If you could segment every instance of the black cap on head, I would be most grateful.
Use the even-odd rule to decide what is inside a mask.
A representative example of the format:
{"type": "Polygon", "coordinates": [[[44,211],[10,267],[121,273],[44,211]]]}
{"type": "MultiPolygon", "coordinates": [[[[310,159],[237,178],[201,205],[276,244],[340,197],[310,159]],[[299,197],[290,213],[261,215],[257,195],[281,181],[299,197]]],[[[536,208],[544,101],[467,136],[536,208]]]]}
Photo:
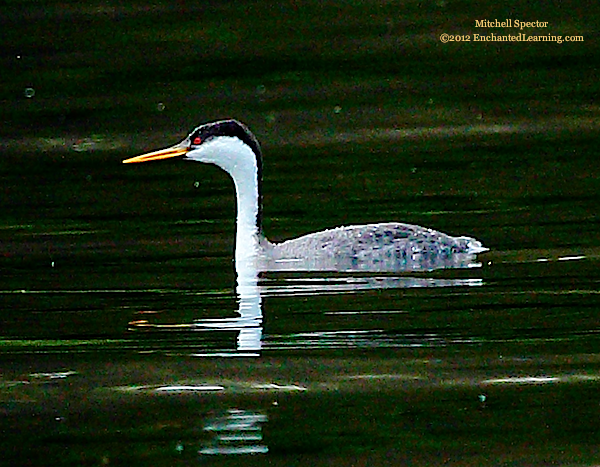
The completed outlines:
{"type": "MultiPolygon", "coordinates": [[[[232,136],[246,143],[256,154],[257,159],[262,157],[260,144],[246,125],[237,120],[219,120],[199,126],[190,134],[192,146],[199,146],[217,136],[232,136]]],[[[260,163],[260,161],[259,161],[260,163]]]]}

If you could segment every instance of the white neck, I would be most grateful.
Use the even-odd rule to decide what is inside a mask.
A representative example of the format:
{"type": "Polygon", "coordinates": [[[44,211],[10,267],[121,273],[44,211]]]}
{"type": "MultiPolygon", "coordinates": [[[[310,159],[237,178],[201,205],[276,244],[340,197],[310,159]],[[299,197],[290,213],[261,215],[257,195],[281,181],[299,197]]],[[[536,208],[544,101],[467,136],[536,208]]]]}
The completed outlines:
{"type": "Polygon", "coordinates": [[[219,136],[187,156],[218,165],[231,175],[237,199],[235,261],[243,263],[257,258],[260,253],[258,165],[252,149],[238,138],[219,136]]]}

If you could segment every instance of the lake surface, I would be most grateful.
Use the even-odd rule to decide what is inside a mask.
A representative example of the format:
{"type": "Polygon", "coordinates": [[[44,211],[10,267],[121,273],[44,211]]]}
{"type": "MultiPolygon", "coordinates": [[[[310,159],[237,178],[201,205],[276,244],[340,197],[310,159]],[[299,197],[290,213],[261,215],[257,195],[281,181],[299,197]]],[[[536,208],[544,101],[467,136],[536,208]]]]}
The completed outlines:
{"type": "Polygon", "coordinates": [[[440,48],[432,28],[472,23],[445,2],[299,6],[271,29],[260,2],[247,22],[48,5],[0,20],[1,465],[600,462],[593,37],[440,48]],[[400,221],[490,250],[239,287],[228,176],[121,164],[222,117],[262,143],[271,240],[400,221]]]}
{"type": "Polygon", "coordinates": [[[490,251],[469,269],[266,273],[249,323],[224,173],[124,166],[120,151],[7,155],[5,461],[597,461],[598,169],[585,161],[598,138],[493,137],[461,163],[468,137],[413,141],[432,153],[412,163],[396,140],[364,142],[359,168],[343,144],[303,147],[318,171],[269,147],[273,238],[401,219],[490,251]]]}

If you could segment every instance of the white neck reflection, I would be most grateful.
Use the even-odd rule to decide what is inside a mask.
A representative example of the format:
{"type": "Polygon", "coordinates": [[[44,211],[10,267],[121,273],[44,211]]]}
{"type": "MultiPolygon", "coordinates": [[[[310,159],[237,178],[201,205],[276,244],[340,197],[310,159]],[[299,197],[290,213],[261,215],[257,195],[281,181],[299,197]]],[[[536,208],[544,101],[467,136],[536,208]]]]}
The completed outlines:
{"type": "MultiPolygon", "coordinates": [[[[253,357],[262,348],[262,304],[258,287],[258,270],[252,258],[237,259],[235,263],[238,297],[238,315],[234,318],[202,319],[195,327],[212,330],[238,331],[234,353],[211,353],[207,356],[253,357]]],[[[194,354],[204,356],[204,354],[194,354]]]]}

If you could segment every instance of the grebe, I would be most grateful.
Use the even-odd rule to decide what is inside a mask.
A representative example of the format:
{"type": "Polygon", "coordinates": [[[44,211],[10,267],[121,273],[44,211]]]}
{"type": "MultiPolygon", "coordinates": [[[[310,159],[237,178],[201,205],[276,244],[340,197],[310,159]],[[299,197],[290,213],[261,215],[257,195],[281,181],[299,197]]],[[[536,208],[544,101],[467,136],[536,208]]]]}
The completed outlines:
{"type": "Polygon", "coordinates": [[[401,223],[337,227],[282,243],[262,231],[262,153],[252,132],[236,120],[207,123],[179,144],[123,163],[171,157],[215,164],[227,172],[237,197],[236,264],[252,262],[258,271],[414,271],[468,267],[486,251],[470,237],[452,237],[401,223]]]}

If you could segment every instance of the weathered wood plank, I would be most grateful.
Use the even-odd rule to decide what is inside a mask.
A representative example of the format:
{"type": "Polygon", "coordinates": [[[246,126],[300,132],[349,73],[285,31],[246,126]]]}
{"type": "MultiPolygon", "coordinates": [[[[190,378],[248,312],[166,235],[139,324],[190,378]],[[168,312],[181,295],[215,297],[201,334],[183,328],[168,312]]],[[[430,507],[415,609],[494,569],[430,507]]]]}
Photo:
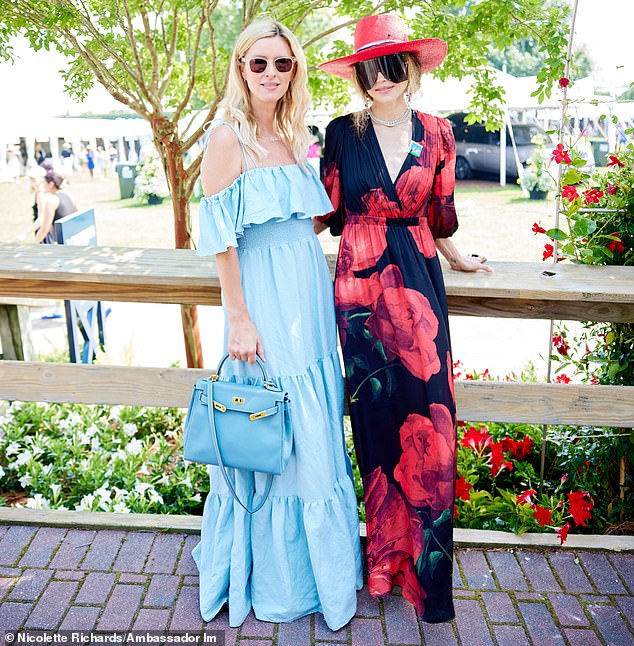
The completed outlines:
{"type": "MultiPolygon", "coordinates": [[[[491,265],[445,268],[451,313],[634,321],[633,267],[491,265]]],[[[213,258],[182,249],[0,243],[0,295],[218,305],[220,282],[213,258]]]]}
{"type": "MultiPolygon", "coordinates": [[[[185,408],[211,372],[3,361],[0,399],[185,408]]],[[[461,420],[634,426],[634,387],[458,381],[456,400],[461,420]]]]}
{"type": "MultiPolygon", "coordinates": [[[[109,511],[57,511],[51,509],[18,509],[0,507],[0,525],[38,525],[43,527],[85,527],[90,529],[119,529],[132,531],[178,532],[200,534],[202,516],[167,514],[121,514],[109,511]]],[[[361,538],[367,536],[365,523],[359,524],[361,538]]],[[[454,529],[456,547],[539,547],[561,550],[600,550],[613,552],[634,551],[633,536],[605,536],[598,534],[569,534],[559,544],[557,534],[526,533],[486,529],[454,529]]]]}

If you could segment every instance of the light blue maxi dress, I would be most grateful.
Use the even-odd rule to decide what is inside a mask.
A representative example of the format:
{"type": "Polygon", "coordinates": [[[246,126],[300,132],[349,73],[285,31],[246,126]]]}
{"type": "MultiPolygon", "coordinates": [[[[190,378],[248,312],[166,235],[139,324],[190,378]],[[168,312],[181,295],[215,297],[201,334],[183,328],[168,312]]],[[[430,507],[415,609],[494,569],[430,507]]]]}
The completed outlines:
{"type": "MultiPolygon", "coordinates": [[[[231,626],[252,608],[257,619],[271,622],[321,612],[332,630],[355,614],[363,580],[333,286],[311,222],[331,210],[315,171],[297,164],[247,165],[230,186],[201,201],[198,254],[237,247],[247,309],[267,371],[289,393],[293,426],[290,462],[255,514],[234,501],[218,468],[209,468],[201,541],[193,551],[205,621],[225,603],[231,626]]],[[[225,324],[225,348],[227,335],[225,324]]],[[[231,364],[227,374],[238,379],[259,373],[231,364]]],[[[257,502],[266,477],[228,471],[240,498],[257,502]]]]}

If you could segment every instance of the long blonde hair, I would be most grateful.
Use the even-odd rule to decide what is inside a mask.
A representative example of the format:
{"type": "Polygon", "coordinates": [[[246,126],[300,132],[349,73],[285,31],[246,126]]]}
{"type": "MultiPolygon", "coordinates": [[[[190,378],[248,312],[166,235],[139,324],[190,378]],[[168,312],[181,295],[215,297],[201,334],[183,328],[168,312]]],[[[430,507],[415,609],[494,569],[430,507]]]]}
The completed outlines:
{"type": "Polygon", "coordinates": [[[224,110],[227,121],[235,122],[246,146],[256,156],[263,157],[266,151],[258,144],[258,123],[251,109],[251,96],[242,77],[240,59],[256,41],[274,36],[284,38],[297,59],[288,90],[275,108],[275,126],[288,142],[295,161],[304,166],[310,144],[310,134],[305,125],[310,105],[306,56],[297,38],[282,23],[264,18],[252,22],[241,32],[231,54],[227,91],[219,107],[224,110]]]}

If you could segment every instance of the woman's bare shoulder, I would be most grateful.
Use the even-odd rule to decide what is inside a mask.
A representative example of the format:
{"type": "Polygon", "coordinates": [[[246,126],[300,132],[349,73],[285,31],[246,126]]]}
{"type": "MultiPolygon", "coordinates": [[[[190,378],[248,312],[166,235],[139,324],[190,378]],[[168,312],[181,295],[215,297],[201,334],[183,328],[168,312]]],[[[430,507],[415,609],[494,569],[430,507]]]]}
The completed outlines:
{"type": "Polygon", "coordinates": [[[216,126],[209,133],[200,170],[204,194],[214,195],[230,186],[242,172],[242,159],[242,146],[234,130],[227,124],[216,126]]]}

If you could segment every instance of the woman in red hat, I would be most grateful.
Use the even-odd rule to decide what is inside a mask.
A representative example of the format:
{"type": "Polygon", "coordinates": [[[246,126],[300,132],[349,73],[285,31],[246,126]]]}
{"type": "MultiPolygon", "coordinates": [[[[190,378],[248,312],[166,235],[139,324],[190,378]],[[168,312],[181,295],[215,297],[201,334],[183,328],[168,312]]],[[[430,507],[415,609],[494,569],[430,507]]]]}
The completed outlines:
{"type": "Polygon", "coordinates": [[[342,236],[335,302],[365,489],[368,588],[380,597],[400,586],[425,621],[449,621],[455,400],[436,249],[452,269],[490,268],[450,240],[458,222],[449,123],[409,107],[447,44],[408,40],[406,24],[386,14],[362,19],[354,46],[320,65],[352,80],[366,108],[326,130],[335,210],[315,227],[342,236]]]}

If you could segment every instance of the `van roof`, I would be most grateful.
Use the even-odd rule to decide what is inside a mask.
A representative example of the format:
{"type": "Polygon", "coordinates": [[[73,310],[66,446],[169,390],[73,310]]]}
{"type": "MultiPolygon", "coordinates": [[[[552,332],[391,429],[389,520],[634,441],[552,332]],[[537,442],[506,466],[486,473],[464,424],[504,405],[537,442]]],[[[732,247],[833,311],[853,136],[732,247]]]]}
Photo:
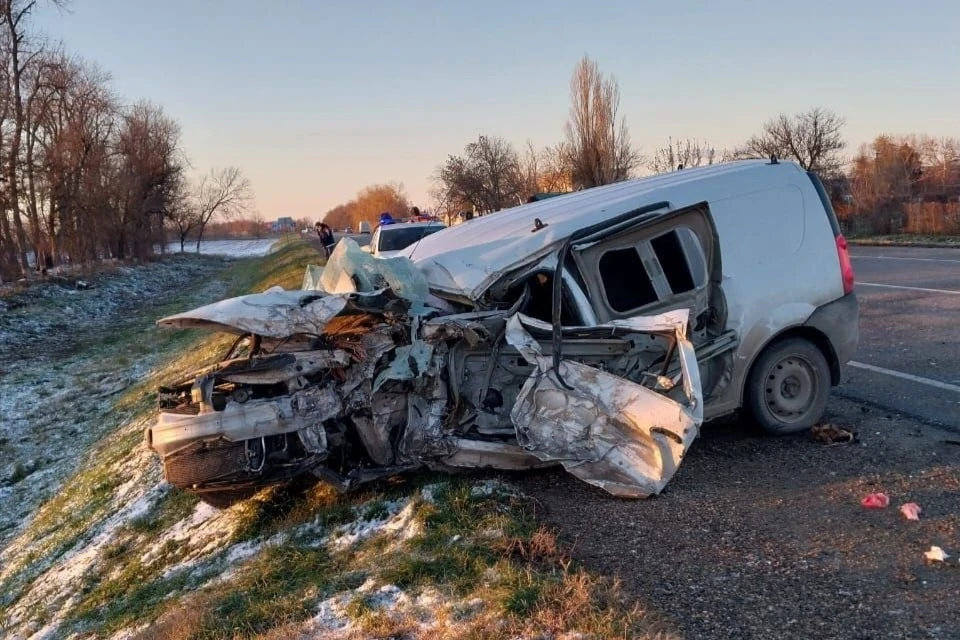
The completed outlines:
{"type": "Polygon", "coordinates": [[[577,230],[655,202],[664,212],[716,198],[718,193],[793,184],[796,164],[742,160],[683,169],[547,198],[474,218],[424,238],[404,252],[435,290],[476,299],[505,271],[553,250],[577,230]],[[534,220],[543,228],[533,231],[534,220]]]}

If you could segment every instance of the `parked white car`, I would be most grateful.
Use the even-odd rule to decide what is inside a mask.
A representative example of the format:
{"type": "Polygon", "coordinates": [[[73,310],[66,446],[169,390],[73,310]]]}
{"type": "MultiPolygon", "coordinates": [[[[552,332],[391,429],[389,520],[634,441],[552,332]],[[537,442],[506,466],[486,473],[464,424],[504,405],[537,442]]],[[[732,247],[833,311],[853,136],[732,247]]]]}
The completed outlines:
{"type": "Polygon", "coordinates": [[[381,224],[370,236],[370,244],[363,247],[363,250],[377,258],[392,258],[400,255],[407,247],[446,228],[441,222],[381,224]]]}
{"type": "Polygon", "coordinates": [[[159,322],[246,336],[160,389],[171,483],[222,503],[299,473],[560,464],[642,497],[704,420],[815,424],[858,340],[846,241],[790,162],[558,196],[400,257],[346,238],[308,282],[159,322]]]}

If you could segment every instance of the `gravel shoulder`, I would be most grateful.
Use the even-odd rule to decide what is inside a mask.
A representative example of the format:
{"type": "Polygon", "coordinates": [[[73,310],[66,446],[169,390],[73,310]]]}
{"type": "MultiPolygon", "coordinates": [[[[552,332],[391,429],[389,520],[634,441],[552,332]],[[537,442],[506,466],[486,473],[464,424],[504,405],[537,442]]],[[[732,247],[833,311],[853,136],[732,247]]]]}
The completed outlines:
{"type": "Polygon", "coordinates": [[[834,398],[859,443],[707,426],[666,491],[612,499],[562,471],[518,478],[588,569],[686,638],[957,638],[955,434],[834,398]],[[860,506],[890,496],[886,509],[860,506]],[[919,522],[899,513],[923,509],[919,522]],[[952,557],[930,563],[924,551],[952,557]]]}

### Work instruction
Lines that hold "neck" are the ones to copy, so pick each out from the data.

### Result of the task
If you could segment every instance of the white neck, I would be most grateful.
If you could segment every instance of the white neck reflection, I would be most grateful.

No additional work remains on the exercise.